• SOURCE EXTRACT:
* * * * * * *
The SDOT map  $g^*$  is a measure-preserving map that minimizes the total cost in Eq. (8),

$$g^* := \arg \min_{g_{\#}\mu=\nu} \int_{\Omega} c(\mathbf{x}, g(\mathbf{x}))d\mu(\mathbf{x}). \quad (9)$$

Based on **Theorem 1.1** of **supplementary material**, when the cost function  $c(\mathbf{x}, \mathbf{y}) = 1/2\|\mathbf{x} - \mathbf{y}\|^2$ , we have  $g^*(\mathbf{x}) = \nabla \mathbf{u}(\mathbf{x})$ . This explains that the SDOT map is the gradient map of Brenier's potential  $\mathbf{u}$ . As [27, 1] remark,  $\mathbf{u}$  is the upper envelope of a collection of hyperplanes  $\pi_{\mathbf{h}, i}(\mathbf{x}) = \mathbf{x}^T \mathbf{y}_i + h_i$  and can be parametrized uniquely up to an additive constant by a height vector  $\mathbf{h} = (h_1, h_2, \dots, h_{|\mathcal{I}|})^T$ . In such a case,  $\mathbf{u}_{\mathbf{h}}$  parameterized by  $\mathbf{h}$  can be stated as follows,

$$\mathbf{u}_{\mathbf{h}}(\mathbf{x}) = \max_{i \in \mathcal{I}} \{\pi_{\mathbf{h}, i}(\mathbf{x})\}, \mathbf{u}_{\mathbf{h}} : \Omega \rightarrow \mathbb{R}^n, \quad (10)$$

Given the target measure  $\nu$ , there exists Brenier's potential  $\mathbf{u}_{\mathbf{h}}$  in Eq. (10) whose projected volume of each supportplane is equal to the given target measure  $\nu_i$ . To receive  $\mathbf{u}_h$ , we only need to optimal  $\mathbf{h}$  by minimizing the following convex energy function:

$$E(\mathbf{h}) = \int_0^{\mathbf{h}} \sum_{i \in \mathcal{I}} w_i(\eta) d\eta_i - \sum_{i \in \mathcal{I}} h_i \nu_i, \quad (11)$$

where  $\omega_i(\eta)$  is the  $\mu$ -volume of  $W_i(\eta)$ .

### 3. Diffusion Probabilistic Model Based on Optimal Transport

Leveraging the generative capabilities of DPMs and the distribution-aligned nature of OT, we propose a fast DPM whose framework is shown in Fig. 1. We give the definition of our **DPM-OT** sampler in Section 3.1 and error analysis in Section 3.3. Section 3.2 describes the proposed fast DPM from the perspective of the algorithm.
* * * * * * *
• REQUEST 1: In the optimal transport excerpt, what is the SDOT map stated to be the gradient map of?
• REQUEST 2: Repeat everything in the optimal transport excerpt from "Leveraging the generative" down to "of the algorithm.".
* * * * * * *
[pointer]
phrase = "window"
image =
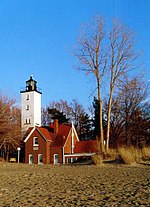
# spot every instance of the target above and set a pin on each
(27, 97)
(27, 107)
(40, 158)
(35, 141)
(56, 159)
(30, 159)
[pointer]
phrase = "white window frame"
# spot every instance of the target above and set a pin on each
(27, 97)
(27, 107)
(35, 144)
(56, 159)
(39, 157)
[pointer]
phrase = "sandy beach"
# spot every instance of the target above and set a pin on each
(50, 185)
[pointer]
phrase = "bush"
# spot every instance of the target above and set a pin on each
(111, 154)
(130, 155)
(97, 159)
(146, 153)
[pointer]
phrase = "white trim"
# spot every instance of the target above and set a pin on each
(26, 139)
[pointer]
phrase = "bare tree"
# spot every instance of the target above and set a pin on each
(92, 58)
(121, 60)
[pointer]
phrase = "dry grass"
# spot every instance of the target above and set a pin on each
(146, 153)
(111, 154)
(97, 159)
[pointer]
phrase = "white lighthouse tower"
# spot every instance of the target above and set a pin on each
(30, 105)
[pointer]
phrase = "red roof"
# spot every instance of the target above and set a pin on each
(61, 136)
(86, 146)
(48, 135)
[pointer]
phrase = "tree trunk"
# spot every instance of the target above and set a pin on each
(101, 117)
(108, 119)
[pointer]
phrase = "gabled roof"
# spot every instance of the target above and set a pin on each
(45, 133)
(86, 146)
(61, 136)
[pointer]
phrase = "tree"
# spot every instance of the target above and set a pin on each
(106, 55)
(121, 60)
(129, 117)
(92, 59)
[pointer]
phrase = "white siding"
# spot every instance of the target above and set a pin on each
(30, 110)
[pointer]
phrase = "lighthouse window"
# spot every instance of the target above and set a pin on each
(27, 97)
(27, 107)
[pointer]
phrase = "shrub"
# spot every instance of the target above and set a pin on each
(111, 154)
(129, 155)
(97, 159)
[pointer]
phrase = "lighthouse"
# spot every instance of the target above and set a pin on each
(30, 105)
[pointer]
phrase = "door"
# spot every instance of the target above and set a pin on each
(40, 159)
(56, 159)
(31, 159)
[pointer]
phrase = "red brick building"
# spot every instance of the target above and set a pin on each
(56, 144)
(50, 144)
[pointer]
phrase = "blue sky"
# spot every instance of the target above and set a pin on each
(36, 37)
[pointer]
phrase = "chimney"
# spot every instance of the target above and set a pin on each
(55, 126)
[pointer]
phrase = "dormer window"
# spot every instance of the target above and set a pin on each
(35, 141)
(27, 97)
(27, 107)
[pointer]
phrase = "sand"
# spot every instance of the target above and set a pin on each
(88, 185)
* * * * * * *
• WORKED SOLUTION 1: Brenier's potential u

• WORKED SOLUTION 2:
Leveraging the generative capabilities of DPMs and the distribution-aligned nature of OT, we propose a fast DPM whose framework is shown in Fig. 1. We give the definition of our **DPM-OT** sampler in Section 3.1 and error analysis in Section 3.3. Section 3.2 describes the proposed fast DPM from the perspective of the algorithm.